2. Give customers the choice of whether they want their daily transactions to post in order from smallest to largest, or from largest to smallest. This is a small thing that Citizens Bank, and probably other banks as well, do to squeeze as much money as possible out of customers who are really struggling.

Here's an example that illustrates why I want these changes. There was a week during which I made a math error in balancing my checkbook. It was an honest mistake, and it resulted in my thinking I had about a hundred bucks more than I did.

I wrote my rent check, and on the night it posted, there were also about 8 tiny purchases that posted, averaging about $2 each (coffees). The total amount posting was approximately $1,600, and the available balance was, due to my error, approximately $1,500.

Citizens Bank could have cleared all 8 small purchases and overdrawn my account with the 9th purchase--the rent check for $1,575 (by the way, here in Boston, that's not a lot). It would be very easy to run the system in a pro-customer way, as I'm describing. But then Citizen's Bank wouldn't be able to wring every possible cent out of me.

What Citizens actually did was post the rent check first--the largest item--so that it immediately overdrew the account. Then all other 8 items posted as overdrawn, too. My account was approximately negative $100.

I could have remedied this the next day with the cash in my purse, but then Citizens Bank assessed its tremendous fees: $39 for each of the 9 items. $351. Plus the $100 error I'd made, my account was then overdrawn by $451, mostly because of an honest mistake I'd made, and subsequent purchases to the tune of $30 (the 8 tiny purchases responsible for almost all the fees).

Do you think that I was able to come up with $451 before the automated bills set to debit from my account (electric bill, phone bill, student loan etc.) posted? Of course I was not. (Another customer might have then been sucked into payday lending, but at least I did not go down that horrible path). However, I accumulated more fees and more overdrawn items before I finally got my next paycheck, every penny of which was necessary to pay off Citizens Bank's fees, leaving me with no money for food or gas for another 2 weeks, and sinking farther into a hole because of one, tiny honest error. Citizens Bank counts on this. They want this to happen to their customers.

If they wanted it not to happen to their customers, they wouldn't charge $451 for $30 in mistaken over-spending. They would make changes to the way they assess fees, and they would be willing to listen when customers call their customer service line, as I did, to ask for mercy and forgiven fees in an instance like mine. But they are implacable. They truly do not care.

I firmly believe that if there is an afterlife, there is a special place reserved for the people who dream up and implement predatory an abusive structures like the fee scheme at Citizen's Bank. But consumers need and deserve some protections and justice in the here and now.

■ ■ ■ ■ ■ ■ ■

What you need to do:
1. In the complaint about Citizens Bank's overdraft fees, how much did the bank charge for each overdrawn item?
2. Resume the complaint about Citizens Bank's overdraft fees, writing on from its final sentence.

Dataset content:
■ ■ ■ ■ ■ ■ ■

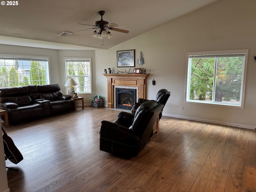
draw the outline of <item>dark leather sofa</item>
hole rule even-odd
[[[136,156],[150,142],[153,126],[164,105],[152,100],[141,104],[134,114],[120,112],[112,122],[101,122],[100,149],[115,155]]]
[[[74,109],[71,96],[59,84],[0,88],[0,108],[7,111],[12,124],[43,118]],[[1,116],[1,118],[4,118]]]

■ ■ ■ ■ ■ ■ ■

Answers below:
1. $39 per item.

2.
Why not offer bank customers the same protections from this kind of predatory behavior that are currently being extended to credit customers?

Here's another idea of my own:
If a delinquent credit card debt is sold to a debt collection agency for pennies on the dollar, limit the amount of debt that the collector can attempt to collect to the actual outstanding debt due to purchases and regular instance.

Here's why:

A majority of delinquent credit card debt is on accounts that had predatory credit terms to begin with. Many of these accounts had credit limits as low as $300, but balances of $550 or $700 or in some cases even over $1,000.

This is what I call "invented debt." The vast majority of the debt is just fees--fees that may not even be legal to impose under current laws. During the time the account was active, the account holder might have purchased a grand total of, let's say, $500 worth of stuff, and paid a total of $800 to the credit card company. But due to the card's predatory and deceptive terms, the account is constantly accruing fees that push it farther and farther over the limit.

Eventually, the downtrodden account holder gives up, and the account is sold to a collector as bad debt.

In reality, the account holder has probably paid for every physical purchase made on the credit card, as well as considerable fees and interest. Still, the account holder is left with this "invented debt" of hundreds and hundreds of dollars.

It seems unreasonable that a third-party debt collector, who does not even represent the original credit card issuer, can purchase an invented debt of $500 for the paltry sum of perhaps $20, then tack on $200 more in "administrative" fees, and begin to put the account holder through hell for an invented debt of $700 when in reality, the account holder has actually paid for all his physical purchases, and the collector has never been harmed or damaged by the account holder, and in fact has only even laid out $20 to gain control of this "debt."

The collector will now relentlessly pursue the account holder for this money, and will quickly move to the civil court system to force collection. The courts are clogged absolutely to the gills with these cases, which are an intolerable, and unjustified strain on the public justice system.

If you doubt this, drop by your local court and witness the collection companies actually doing business from tables in the courthouse lobbies and hallways, with long lines of "invented debtors" missing work and forking over their household's grocery money to avoid going to trial. What misery! What misuse of the American court system. How unconscionable that this abuse persists!

As I've said before, these financial predators are living examples of the ancient Biblical text:
"And again I say unto you, It is easier for a camel to go through the eye of a needle, than for a rich man to enter into the kingdom of God."

Matthew 19:24
But Americans need justice against these people during this lifetime.

Here's one more idea. It's a riff on the New York Times reader's comment at the top of this page. Instead of using the federal government, you do the same thing privately.

What would be really amazing is if a non-profit organization could be formed that would buy up these bad debt bundles, and then instead of doing what the collectors do, simply contact the debtor and give them the chance to "buy back" their debt for whatever the non-profit paid for it, plus something nominal, like 1%, to fund the organization. Or you could even do a 10% fee and use the return to fund additional pro-consumer financial programs.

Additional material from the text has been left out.